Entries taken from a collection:

□ □ □ □

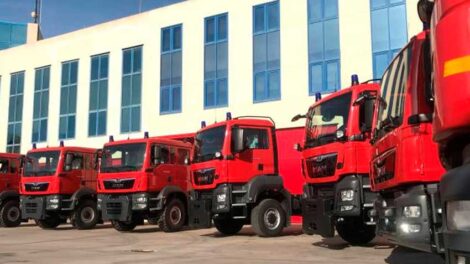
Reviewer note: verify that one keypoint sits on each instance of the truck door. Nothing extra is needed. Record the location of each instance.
(181, 169)
(256, 158)
(4, 173)
(391, 115)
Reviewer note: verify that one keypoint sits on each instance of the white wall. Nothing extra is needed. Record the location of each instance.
(144, 29)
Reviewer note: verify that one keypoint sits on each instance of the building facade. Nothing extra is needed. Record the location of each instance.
(166, 70)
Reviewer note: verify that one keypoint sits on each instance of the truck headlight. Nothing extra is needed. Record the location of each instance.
(347, 195)
(458, 213)
(139, 201)
(408, 228)
(412, 211)
(221, 197)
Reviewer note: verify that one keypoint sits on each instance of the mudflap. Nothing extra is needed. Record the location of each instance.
(200, 215)
(317, 218)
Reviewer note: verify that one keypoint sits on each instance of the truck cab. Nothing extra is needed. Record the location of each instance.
(405, 167)
(59, 183)
(142, 179)
(235, 177)
(336, 156)
(10, 172)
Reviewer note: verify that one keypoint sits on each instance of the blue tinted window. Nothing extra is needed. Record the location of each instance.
(324, 46)
(389, 32)
(41, 104)
(99, 95)
(266, 52)
(171, 69)
(216, 62)
(15, 112)
(68, 100)
(131, 94)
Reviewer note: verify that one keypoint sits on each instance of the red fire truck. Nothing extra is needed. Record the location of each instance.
(239, 177)
(405, 167)
(10, 171)
(336, 158)
(450, 54)
(60, 183)
(145, 179)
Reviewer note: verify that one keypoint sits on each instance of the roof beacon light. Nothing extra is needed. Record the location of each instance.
(354, 79)
(317, 97)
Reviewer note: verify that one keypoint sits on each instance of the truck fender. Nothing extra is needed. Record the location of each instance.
(81, 193)
(261, 184)
(9, 195)
(165, 193)
(350, 182)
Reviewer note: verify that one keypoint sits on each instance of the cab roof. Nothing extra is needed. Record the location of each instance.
(243, 121)
(64, 148)
(167, 140)
(10, 155)
(355, 88)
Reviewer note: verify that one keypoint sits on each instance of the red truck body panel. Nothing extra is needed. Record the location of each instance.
(149, 178)
(61, 182)
(10, 171)
(407, 153)
(451, 57)
(245, 166)
(354, 156)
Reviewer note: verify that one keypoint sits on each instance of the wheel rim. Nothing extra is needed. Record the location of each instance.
(87, 215)
(272, 218)
(13, 214)
(175, 215)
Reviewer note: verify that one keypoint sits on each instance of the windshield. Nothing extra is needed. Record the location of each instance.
(325, 119)
(41, 163)
(207, 143)
(126, 157)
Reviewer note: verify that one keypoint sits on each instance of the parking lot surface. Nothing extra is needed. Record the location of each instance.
(147, 244)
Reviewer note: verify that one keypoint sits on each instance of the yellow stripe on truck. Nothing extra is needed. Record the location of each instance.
(456, 66)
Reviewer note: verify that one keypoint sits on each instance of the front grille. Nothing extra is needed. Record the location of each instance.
(113, 208)
(117, 184)
(36, 186)
(322, 166)
(204, 177)
(31, 208)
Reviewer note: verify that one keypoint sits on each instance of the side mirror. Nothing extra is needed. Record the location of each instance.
(68, 161)
(297, 147)
(297, 117)
(156, 151)
(237, 136)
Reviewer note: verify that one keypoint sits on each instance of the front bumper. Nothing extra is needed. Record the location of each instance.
(39, 207)
(122, 207)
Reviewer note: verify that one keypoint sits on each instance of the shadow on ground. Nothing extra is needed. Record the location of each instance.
(401, 255)
(336, 243)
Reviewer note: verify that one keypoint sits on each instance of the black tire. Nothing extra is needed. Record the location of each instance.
(228, 226)
(50, 222)
(354, 231)
(10, 214)
(173, 216)
(86, 215)
(268, 218)
(123, 226)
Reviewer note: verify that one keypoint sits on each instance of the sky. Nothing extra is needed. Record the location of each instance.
(62, 16)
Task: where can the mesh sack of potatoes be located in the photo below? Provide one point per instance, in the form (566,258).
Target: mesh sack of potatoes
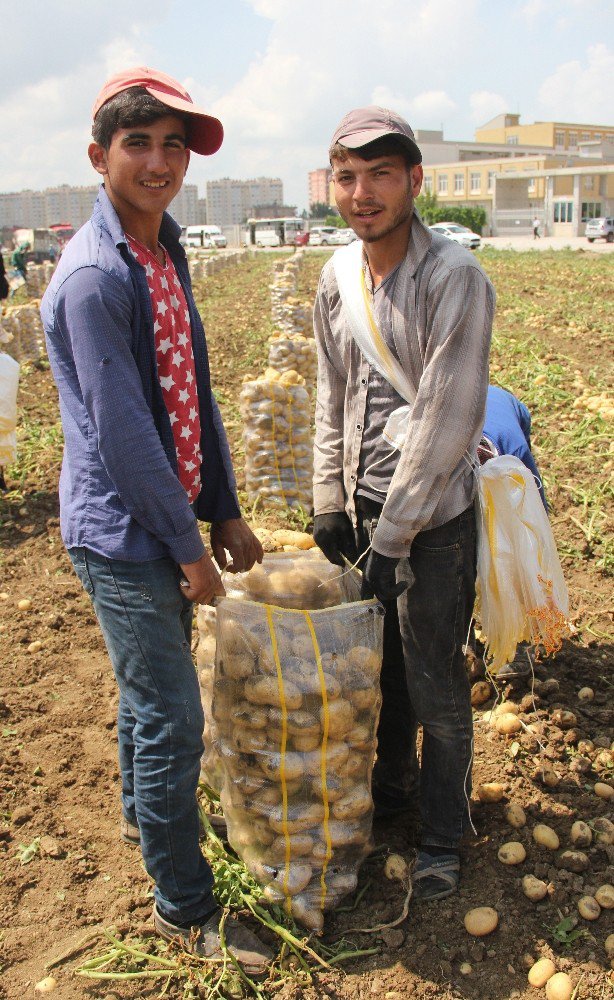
(277,437)
(301,580)
(294,352)
(296,703)
(210,766)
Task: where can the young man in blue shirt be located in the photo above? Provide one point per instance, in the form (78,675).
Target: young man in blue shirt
(130,493)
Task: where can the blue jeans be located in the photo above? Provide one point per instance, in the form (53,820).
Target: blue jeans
(424,681)
(147,625)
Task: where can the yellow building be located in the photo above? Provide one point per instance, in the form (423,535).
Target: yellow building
(559,136)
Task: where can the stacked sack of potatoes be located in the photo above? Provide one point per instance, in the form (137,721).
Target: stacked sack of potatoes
(23,335)
(294,352)
(276,414)
(295,703)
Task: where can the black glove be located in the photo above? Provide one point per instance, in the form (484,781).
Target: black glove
(334,534)
(379,578)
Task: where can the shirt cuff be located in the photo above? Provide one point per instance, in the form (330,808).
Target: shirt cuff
(391,540)
(188,547)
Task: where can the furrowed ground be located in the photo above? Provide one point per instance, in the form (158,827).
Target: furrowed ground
(64,875)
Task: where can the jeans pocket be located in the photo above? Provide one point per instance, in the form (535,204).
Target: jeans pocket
(78,557)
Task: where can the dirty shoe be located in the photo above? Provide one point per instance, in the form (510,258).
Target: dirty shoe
(247,949)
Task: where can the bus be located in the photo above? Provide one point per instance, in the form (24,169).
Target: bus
(272,232)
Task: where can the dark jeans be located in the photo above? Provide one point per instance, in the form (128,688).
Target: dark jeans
(147,625)
(424,681)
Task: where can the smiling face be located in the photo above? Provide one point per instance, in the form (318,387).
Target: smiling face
(143,169)
(376,197)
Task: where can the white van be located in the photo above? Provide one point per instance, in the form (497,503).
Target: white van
(206,237)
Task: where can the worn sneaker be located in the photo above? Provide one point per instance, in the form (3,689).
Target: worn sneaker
(252,955)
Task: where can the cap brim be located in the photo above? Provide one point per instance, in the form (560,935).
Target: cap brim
(355,140)
(206,133)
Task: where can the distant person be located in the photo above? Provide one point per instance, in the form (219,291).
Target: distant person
(145,456)
(18,260)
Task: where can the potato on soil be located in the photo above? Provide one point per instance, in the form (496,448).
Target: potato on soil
(545,836)
(481,921)
(512,853)
(541,972)
(533,888)
(589,908)
(515,815)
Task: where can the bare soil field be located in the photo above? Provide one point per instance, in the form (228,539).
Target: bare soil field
(65,875)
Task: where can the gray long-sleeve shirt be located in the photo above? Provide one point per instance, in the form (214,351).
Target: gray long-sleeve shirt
(441,313)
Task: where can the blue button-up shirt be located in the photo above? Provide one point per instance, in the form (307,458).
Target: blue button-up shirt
(119,491)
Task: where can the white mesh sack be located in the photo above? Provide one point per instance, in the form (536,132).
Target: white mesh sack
(296,704)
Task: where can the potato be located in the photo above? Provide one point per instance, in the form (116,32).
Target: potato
(244,714)
(605,896)
(533,888)
(541,972)
(299,818)
(515,815)
(560,987)
(564,719)
(340,718)
(589,908)
(604,831)
(545,836)
(355,804)
(396,868)
(586,694)
(507,724)
(581,834)
(491,791)
(481,691)
(265,691)
(512,853)
(481,921)
(272,763)
(336,757)
(301,845)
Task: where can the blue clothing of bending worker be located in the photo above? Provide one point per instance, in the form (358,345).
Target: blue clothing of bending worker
(507,429)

□ □ □ □

TASK INSTRUCTIONS:
Nothing but the records, copied exactly and stripped of pictures, should be returned.

SOLUTION:
Reviewer note: verify that one keypoint sits on each instance of the truck door. Nothing extra is needed. Record the location of each instance.
(181, 169)
(256, 158)
(4, 173)
(391, 115)
Reviewer note: verify that one keypoint sits on each instance of the white wall. Nothing extra is needed. Record the location of each instance.
(144, 29)
Reviewer note: verify that one keypoint sits on each instance of the building facade. Nothing extra is needed. Record the location of each instance.
(166, 70)
Reviewer note: verify that one keypoint sits on each instance of the truck headlight. Nothing extra is needed. Record the location of each instance.
(347, 195)
(458, 213)
(139, 201)
(408, 228)
(412, 211)
(221, 197)
Reviewer note: verify that one keypoint sits on each instance of the mudflap. Nothing extra is needed. Record the location of each instance.
(200, 215)
(317, 218)
Reviewer note: verify that one keypoint sits on each instance of the truck cab. Nothing extra is needed. Record the location of each instance.
(405, 167)
(59, 183)
(142, 179)
(235, 177)
(336, 156)
(10, 172)
Reviewer note: verify that one keypoint sits on each instance of the blue tinted window. Nothing extra is needed. Record the location of each instance.
(324, 46)
(389, 32)
(41, 104)
(99, 95)
(266, 52)
(171, 69)
(216, 62)
(15, 112)
(68, 100)
(131, 94)
Reviewer note: verify that one keypoint sits on each instance of the red fire truck. Nothing extra is needed. Record the location of each instance.
(239, 177)
(405, 167)
(10, 171)
(336, 158)
(450, 54)
(60, 183)
(145, 179)
Reviewer note: verify that one keypoint sits on each instance of the roof beacon light. Nothing extra is needed. Record the location of each instance.
(354, 79)
(317, 97)
Reviewer note: verify that one keypoint sits on each instance of the truck fender. Nothing extra is needed. Record the location of each instance.
(81, 193)
(261, 184)
(9, 195)
(165, 193)
(350, 182)
Reviewer note: verify that one keypoint sits on each instance of the cab roof. Nothing extra is needed. Record the location of each instance.
(243, 121)
(64, 148)
(167, 140)
(10, 155)
(355, 88)
Reviewer note: verify that one keypoint sits on each instance of the red truck body panel. Nothing extra is needed. Record the location of each instance.
(149, 178)
(61, 182)
(10, 171)
(407, 153)
(451, 57)
(245, 166)
(354, 156)
Reviewer note: verify that one keypoint sits on each instance of the wheel rim. Nothing extra is needed. Record the location of each instance.
(87, 215)
(272, 218)
(13, 214)
(175, 215)
Reviewer note: verify that one keypoint sits on each instance of the windshield. Nothing extra is needed. Record the location of each instance.
(325, 119)
(41, 163)
(207, 143)
(126, 157)
Reviewer note: verify that one keypoint sits on each instance of the parking lot surface. Nothing extra is needed. Record the location of each instance.
(147, 244)
Reviewer note: verify that one keypoint sits on each instance of the yellow stripe on truck. Nothing extra is needed. Record the location of each instance.
(456, 66)
Reviewer note: verify that one keypoint sits on each instance of the front grille. Nothing extra is needed. Record the location of each instance.
(113, 208)
(117, 184)
(36, 186)
(322, 166)
(204, 177)
(31, 208)
Reviewer note: verify that one keypoint sits on each instance of the side mirror. Nothing extra is needed. Record the location of each instance.
(68, 161)
(297, 147)
(297, 117)
(156, 151)
(237, 136)
Reviewer note: verify that one keypoint sits on each instance of the front bumper. Nothing extra is needed. Record the location of each instance.
(39, 207)
(122, 207)
Reviewer note: verify that one keypoint sits on each instance of the shadow on ground. Nothing extra is needed. Record the location of each instance.
(401, 255)
(336, 243)
Reviewer note: verify that one keypoint sits on each instance of the black tire. Nothing extra is needed. Record the location of each instance.
(228, 226)
(50, 222)
(354, 231)
(10, 214)
(173, 216)
(86, 215)
(268, 218)
(123, 226)
Reviewer note: verify that one keypoint sits on each instance of the sky. Nothing extra is needed. Record the location of each instance.
(62, 16)
Task: where can the mesh sack of potatoes be located in the photo below? Provide one point per instance, in the form (566,258).
Target: mesh sack of potatoes
(277,437)
(301,580)
(294,352)
(296,703)
(210,766)
Task: where can the young man in blue shirt be located in the photo above? Provide one point per instance, in the form (78,675).
Target: young man in blue shirt
(130,493)
Task: where can the blue jeans be located in the photo above? Provide one point per instance, in the form (53,820).
Target: blue jeans
(424,681)
(147,625)
Task: where can the yellow building be located in the photo above? Provide one point per instance, in the form (423,535).
Target: yellow building
(559,136)
Task: where can the stacked sack of potatoes be located in the photo above? Provide one point per instance, in the form (137,721).
Target: stacked sack of potatoes
(23,335)
(294,352)
(276,414)
(295,703)
Task: where can the black glove be located in the photo above? Provide one point per instance, in the form (484,781).
Target: black glove
(334,534)
(379,578)
Task: where can the shirt cuff be located in the photo above? Provide one point per instance, in the form (330,808).
Target: shirt cuff
(391,540)
(188,547)
Task: where can the furrowed ground be located in the photo above? Provide one point per instance, in the form (158,827).
Target: furrowed ground
(64,875)
Task: where can the jeans pocket be located in the photo above? Provide one point per instance, in the form (535,204).
Target: jeans pocket
(78,557)
Task: where can the dirty shoe be located in the photo above? Provide one point per instance, in the form (510,258).
Target: dirty shoe
(247,949)
Task: where can the bus be located in the photo above? Provide one point per instance, in the form (24,169).
Target: bus
(272,232)
Task: where can the dark jeans be located in the photo above? Provide one point per instance, in the form (128,688).
Target: dark jeans
(147,625)
(424,681)
Task: where can the smiling face be located in the photo above? Provide one point per instance, in the form (318,387).
Target: smiling face
(143,169)
(376,197)
Task: where can the white van be located in the photo above? Provide one point per instance, in the form (497,503).
Target: white van
(206,237)
Task: where can the worn sneaker be located in the photo above? Provide one point per instance, in the form (3,689).
Target: worn sneaker
(252,955)
Task: where can the cap brim be located in the photo above? Provide one point per instance, in the form (560,935).
Target: cap brim
(355,140)
(206,133)
Task: where can the distant person be located in the photo above? Provide one point per instance, in the form (219,291).
Target: distant person
(145,456)
(18,260)
Task: where can the potato on soil be located in the photo above? Provide one point per instance, in the form (496,448).
Target: potato on soil
(545,836)
(481,921)
(512,853)
(541,972)
(533,888)
(589,908)
(515,815)
Task: where can the bare soil field be located in the photo above? Provide one point per instance, in the form (228,539).
Target: bare soil field
(65,875)
Task: where can the gray long-sleeve shirt be located in the photo above? Provide one point per instance, in the form (214,351).
Target: gray long-sleeve shirt
(441,313)
Task: where can the blue button-up shirt be located in the photo above? Provide one point per instance, in the form (307,458).
Target: blue button-up shirt
(119,491)
Task: where can the white mesh sack be located in the photo above? Provide one point per instance, in the form (536,132).
Target: white mesh sack
(296,704)
Task: where can the potato be located in the photo above? Provide one point per instance, in the form (116,32).
Target: potato
(244,714)
(605,896)
(533,888)
(541,972)
(299,818)
(515,815)
(560,987)
(564,719)
(340,718)
(589,908)
(604,831)
(545,836)
(355,804)
(396,868)
(586,694)
(507,724)
(581,834)
(491,791)
(481,691)
(265,691)
(512,853)
(481,921)
(272,763)
(336,757)
(301,845)
Task: where can the blue clothing of bending worker be located in the photo above? Provide one point per instance, in the form (358,345).
Target: blue clothing of bending worker
(507,429)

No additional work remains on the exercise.